_Brano fornito_

= = = = = = =

Non essendo dotate dell’abilità di generalizzare e di ragionare astrattamente, le intelligenze artificiali potrebbero non essere in grado di far fronte a imprevisti anche solo leggermente diversi da quelli già affrontati, e nemmeno di sostenere dialoghi che non siano estremamente circoscritti. Peggio ancora, non è affatto detto che nel futuro il deep learning – che si basa esclusivamente su calcoli statistici – possa conquistare questa forma di ragionamento.
Il tema è stato recentemente sollevato sull’Atlantic da un pioniere della AI come Judea Pearl: “Per come la vedo io, lo stato dell’arte dell’intelligenza artificiale di oggi è soltanto una versione potenziata di ciò che le macchine potevano fare già una generazione fa: trovare le regolarità nascoste in un ampio set di dati. Tutte le impressionanti conquiste del deep learning ammontano a un semplice curve fitting (il processo matematico che – come spiega Wikipedia – permette di costruire una curva che corrisponda nel modo migliore a una serie di punti assegnati)”.
In termini più intuitivi, la tecnologia del deep learning fa molta fatica quando deve affrontare territori non chiaramente definiti, in cui giocano un ruolo importante il ragionamento, il buon senso e il significato. “Non siamo in presenza di nessuna vera forma di intelligenza”, ha sostenuto il professor Michael I. Jordan in un recente saggio. “La fiducia verso questi algoritmi brute force potrebbe essere decisamente mal riposta”.
Un’ulteriore conferma della legittimità di questi dubbi si è avuta grazie a uno studio di DeepMind (una della società più evolute nel settore del deep learning, di proprietà di Google): la ricerca aveva lo scopo di misurare la capacità di ragionamento e astrazione di questi software e ha invece dimostrato, ancora una volta, come sia sufficiente apportare delle piccole modifiche agli oggetti analizzati per mandare completamente in tilt questi sistemi.

= = = = = = =

_Attività_
Secondo il brano sui limiti del deep learning, a quale società appartiene DeepMind?

= = = = = = =

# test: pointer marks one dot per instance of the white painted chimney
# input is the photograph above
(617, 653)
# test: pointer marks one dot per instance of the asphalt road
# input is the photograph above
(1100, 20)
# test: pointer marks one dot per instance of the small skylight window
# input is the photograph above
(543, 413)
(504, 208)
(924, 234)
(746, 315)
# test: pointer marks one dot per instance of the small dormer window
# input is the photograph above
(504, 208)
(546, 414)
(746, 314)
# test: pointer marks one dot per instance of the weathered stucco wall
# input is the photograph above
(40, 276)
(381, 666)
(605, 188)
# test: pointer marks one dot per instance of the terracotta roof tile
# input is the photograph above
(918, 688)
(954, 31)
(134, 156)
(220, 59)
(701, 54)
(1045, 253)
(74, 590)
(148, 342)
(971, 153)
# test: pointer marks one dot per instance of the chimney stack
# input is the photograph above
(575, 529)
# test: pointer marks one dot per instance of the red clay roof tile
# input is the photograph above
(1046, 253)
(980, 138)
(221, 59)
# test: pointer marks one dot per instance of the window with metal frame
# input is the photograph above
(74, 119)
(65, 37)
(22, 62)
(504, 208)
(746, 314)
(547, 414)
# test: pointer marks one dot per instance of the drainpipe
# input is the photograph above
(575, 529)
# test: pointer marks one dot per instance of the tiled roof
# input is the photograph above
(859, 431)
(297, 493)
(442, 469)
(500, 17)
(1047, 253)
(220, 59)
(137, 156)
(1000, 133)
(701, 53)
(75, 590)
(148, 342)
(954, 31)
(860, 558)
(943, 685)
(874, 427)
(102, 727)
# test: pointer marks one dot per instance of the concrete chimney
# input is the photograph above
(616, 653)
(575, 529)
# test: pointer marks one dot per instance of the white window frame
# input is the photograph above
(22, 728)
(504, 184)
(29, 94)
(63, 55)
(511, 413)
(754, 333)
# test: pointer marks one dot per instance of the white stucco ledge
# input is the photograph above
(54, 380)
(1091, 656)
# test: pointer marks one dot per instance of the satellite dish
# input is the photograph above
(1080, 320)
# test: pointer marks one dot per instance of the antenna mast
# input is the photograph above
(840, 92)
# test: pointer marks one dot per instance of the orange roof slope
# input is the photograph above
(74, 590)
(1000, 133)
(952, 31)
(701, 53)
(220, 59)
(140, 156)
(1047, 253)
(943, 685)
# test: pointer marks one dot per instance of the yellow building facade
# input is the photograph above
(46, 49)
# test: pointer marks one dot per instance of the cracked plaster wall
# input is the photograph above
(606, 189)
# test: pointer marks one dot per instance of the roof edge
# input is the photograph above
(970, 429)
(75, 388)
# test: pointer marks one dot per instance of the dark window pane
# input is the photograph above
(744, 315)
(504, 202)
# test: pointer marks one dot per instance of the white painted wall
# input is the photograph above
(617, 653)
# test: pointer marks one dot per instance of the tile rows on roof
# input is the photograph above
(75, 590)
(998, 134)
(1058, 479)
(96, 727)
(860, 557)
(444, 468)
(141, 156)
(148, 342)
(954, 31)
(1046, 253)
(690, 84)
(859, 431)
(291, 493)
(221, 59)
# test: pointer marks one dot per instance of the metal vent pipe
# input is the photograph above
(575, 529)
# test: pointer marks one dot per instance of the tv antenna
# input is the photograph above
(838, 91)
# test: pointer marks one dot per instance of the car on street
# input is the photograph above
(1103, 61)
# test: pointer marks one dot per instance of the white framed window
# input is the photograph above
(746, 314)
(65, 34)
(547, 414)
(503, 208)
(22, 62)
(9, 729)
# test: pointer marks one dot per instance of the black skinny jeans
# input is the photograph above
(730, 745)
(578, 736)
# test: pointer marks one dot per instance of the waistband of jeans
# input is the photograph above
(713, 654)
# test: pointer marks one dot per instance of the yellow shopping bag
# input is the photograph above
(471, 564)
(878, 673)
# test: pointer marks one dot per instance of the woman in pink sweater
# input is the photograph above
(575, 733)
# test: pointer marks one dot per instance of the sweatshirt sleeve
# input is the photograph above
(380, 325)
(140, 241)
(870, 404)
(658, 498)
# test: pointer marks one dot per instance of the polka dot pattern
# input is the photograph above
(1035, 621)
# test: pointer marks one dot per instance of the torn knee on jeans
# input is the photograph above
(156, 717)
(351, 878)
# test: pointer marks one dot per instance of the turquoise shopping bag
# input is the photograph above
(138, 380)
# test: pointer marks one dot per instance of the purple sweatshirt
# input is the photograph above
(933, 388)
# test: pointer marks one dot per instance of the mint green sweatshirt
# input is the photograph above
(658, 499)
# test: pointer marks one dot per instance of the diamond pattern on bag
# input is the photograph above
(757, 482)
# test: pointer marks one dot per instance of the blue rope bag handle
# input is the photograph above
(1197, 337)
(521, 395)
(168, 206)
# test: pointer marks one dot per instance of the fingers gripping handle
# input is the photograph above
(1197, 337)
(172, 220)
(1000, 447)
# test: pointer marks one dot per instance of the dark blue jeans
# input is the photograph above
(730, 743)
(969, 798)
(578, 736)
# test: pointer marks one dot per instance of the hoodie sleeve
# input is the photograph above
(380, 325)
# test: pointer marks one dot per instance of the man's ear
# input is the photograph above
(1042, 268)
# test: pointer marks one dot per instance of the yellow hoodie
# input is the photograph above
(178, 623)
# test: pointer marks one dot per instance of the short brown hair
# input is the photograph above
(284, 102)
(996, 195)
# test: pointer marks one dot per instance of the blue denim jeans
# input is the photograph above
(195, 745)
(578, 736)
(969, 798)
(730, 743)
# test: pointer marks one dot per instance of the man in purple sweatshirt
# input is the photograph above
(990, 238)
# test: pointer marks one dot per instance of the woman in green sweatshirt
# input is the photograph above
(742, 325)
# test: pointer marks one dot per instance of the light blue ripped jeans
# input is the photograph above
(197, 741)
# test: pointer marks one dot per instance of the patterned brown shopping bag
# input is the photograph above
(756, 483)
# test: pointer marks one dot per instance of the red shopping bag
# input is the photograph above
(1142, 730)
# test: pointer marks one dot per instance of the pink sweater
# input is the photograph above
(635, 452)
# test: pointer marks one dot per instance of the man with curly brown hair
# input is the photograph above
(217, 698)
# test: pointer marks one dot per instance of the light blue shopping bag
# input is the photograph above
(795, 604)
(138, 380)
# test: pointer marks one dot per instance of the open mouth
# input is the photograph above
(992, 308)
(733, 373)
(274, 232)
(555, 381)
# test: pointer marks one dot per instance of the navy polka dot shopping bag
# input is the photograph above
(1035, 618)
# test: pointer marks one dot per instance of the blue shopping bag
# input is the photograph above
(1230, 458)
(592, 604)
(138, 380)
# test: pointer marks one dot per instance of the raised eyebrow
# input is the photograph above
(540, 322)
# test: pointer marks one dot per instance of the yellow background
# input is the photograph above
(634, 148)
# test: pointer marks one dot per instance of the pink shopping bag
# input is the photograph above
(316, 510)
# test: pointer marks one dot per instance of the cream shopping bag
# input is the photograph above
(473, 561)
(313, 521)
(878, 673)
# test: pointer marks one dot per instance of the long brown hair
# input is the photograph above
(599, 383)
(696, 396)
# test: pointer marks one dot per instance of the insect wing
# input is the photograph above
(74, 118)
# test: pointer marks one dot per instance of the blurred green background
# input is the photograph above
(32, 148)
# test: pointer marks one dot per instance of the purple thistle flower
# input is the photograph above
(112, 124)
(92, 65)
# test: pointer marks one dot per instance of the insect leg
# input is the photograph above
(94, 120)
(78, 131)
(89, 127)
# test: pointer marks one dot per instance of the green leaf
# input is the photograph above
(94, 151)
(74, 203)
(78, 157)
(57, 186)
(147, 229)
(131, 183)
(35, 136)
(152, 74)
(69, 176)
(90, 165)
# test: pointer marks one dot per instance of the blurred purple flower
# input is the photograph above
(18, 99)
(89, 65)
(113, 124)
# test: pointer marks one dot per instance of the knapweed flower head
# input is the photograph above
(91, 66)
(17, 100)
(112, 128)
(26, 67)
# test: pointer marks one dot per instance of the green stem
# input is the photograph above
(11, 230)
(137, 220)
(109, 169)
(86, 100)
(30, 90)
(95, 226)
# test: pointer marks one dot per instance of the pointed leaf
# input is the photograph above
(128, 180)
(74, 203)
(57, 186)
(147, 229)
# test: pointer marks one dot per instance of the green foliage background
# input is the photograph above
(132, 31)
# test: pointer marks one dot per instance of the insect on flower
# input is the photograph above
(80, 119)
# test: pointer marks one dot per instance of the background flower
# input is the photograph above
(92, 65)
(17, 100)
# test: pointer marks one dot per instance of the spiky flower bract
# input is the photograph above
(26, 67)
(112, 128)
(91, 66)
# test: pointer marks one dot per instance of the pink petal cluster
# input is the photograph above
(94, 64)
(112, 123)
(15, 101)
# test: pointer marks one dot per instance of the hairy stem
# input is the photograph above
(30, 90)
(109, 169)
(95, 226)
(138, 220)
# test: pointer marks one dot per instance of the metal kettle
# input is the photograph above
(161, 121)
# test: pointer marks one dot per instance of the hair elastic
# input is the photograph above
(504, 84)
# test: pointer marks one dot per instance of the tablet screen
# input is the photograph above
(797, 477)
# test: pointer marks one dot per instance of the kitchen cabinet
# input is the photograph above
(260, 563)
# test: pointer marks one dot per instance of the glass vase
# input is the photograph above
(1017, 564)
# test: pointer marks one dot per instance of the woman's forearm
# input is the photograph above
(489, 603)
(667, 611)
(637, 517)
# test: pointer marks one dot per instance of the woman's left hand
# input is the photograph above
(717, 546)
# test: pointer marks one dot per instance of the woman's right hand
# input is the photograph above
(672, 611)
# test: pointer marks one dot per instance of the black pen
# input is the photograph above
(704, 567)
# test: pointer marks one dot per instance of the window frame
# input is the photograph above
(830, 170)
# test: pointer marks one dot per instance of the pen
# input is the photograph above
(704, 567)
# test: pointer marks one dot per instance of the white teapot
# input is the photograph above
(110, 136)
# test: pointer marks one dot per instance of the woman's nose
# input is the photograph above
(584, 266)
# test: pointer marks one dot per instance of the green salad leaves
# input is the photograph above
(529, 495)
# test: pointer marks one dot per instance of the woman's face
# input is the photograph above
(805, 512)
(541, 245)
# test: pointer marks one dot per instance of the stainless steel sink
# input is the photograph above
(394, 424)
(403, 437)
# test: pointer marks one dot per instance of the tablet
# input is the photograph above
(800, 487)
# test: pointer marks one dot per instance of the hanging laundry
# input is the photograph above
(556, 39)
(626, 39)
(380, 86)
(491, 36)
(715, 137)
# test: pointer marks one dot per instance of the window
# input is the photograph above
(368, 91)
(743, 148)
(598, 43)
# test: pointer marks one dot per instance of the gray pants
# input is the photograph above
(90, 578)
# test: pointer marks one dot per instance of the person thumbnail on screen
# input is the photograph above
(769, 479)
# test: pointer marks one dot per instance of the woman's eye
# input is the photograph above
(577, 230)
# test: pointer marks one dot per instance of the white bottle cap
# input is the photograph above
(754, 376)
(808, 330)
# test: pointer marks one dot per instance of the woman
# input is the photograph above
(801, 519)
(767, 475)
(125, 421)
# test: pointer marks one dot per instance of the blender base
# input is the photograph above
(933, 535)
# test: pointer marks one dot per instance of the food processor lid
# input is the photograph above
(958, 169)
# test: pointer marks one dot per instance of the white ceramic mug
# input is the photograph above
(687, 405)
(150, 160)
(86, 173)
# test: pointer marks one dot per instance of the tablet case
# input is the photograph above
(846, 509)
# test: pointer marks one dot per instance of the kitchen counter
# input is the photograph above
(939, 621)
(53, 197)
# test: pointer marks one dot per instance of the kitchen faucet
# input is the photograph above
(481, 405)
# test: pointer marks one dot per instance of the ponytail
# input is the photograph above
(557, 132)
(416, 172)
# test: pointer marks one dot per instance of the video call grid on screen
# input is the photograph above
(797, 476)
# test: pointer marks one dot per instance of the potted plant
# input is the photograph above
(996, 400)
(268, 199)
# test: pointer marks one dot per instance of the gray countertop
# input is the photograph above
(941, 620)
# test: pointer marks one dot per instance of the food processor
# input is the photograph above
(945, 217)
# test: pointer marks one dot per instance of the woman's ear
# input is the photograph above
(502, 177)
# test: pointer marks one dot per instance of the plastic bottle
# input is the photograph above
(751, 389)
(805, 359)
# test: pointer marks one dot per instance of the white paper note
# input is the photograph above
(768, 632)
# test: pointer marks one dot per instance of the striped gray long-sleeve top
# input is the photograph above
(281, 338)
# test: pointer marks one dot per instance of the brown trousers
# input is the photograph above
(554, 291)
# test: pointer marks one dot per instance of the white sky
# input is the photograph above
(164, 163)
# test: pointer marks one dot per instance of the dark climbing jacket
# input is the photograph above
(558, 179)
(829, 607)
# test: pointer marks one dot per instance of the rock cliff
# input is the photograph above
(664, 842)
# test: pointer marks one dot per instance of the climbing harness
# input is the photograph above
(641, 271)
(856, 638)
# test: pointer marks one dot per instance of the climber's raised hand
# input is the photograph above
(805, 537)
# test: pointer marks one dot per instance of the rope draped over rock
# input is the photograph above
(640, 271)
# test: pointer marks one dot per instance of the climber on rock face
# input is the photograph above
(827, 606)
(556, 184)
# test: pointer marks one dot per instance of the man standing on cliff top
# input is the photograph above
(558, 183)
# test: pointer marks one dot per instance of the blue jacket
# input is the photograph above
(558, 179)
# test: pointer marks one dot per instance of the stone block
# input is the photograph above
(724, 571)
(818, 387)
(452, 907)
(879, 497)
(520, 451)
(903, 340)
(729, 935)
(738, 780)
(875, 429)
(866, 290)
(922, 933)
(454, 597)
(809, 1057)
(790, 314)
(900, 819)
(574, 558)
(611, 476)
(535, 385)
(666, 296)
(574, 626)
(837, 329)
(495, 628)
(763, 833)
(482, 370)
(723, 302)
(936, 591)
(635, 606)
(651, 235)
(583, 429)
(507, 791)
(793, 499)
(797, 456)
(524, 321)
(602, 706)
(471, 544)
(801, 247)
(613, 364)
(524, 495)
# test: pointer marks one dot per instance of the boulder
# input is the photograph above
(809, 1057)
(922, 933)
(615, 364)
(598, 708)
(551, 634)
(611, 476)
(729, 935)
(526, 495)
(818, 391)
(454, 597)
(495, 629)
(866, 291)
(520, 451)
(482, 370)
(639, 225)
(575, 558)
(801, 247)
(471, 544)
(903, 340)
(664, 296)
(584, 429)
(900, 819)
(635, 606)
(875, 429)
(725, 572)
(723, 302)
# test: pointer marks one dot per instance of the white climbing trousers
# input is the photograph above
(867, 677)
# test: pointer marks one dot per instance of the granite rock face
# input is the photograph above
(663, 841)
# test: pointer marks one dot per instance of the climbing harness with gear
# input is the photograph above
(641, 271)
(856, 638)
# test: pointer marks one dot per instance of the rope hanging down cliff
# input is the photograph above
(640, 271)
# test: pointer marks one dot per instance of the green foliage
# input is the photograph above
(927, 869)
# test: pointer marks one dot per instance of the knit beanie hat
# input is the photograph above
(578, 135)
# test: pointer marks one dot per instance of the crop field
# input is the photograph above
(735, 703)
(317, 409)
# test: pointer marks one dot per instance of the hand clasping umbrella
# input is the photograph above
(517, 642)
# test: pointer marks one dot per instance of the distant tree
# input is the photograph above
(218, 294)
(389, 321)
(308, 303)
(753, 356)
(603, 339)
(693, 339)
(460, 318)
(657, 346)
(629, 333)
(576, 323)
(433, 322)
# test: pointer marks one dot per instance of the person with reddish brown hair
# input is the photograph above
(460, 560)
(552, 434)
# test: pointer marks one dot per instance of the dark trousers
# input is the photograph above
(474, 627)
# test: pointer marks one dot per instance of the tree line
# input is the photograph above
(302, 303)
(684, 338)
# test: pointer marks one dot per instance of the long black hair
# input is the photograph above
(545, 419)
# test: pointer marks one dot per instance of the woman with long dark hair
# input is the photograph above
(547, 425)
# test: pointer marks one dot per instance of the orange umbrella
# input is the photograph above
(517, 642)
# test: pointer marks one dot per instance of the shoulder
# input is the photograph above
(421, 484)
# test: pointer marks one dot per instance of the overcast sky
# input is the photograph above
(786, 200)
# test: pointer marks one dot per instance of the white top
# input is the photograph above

= = = = = = =

_Risultato dell'esercizio_
A Google.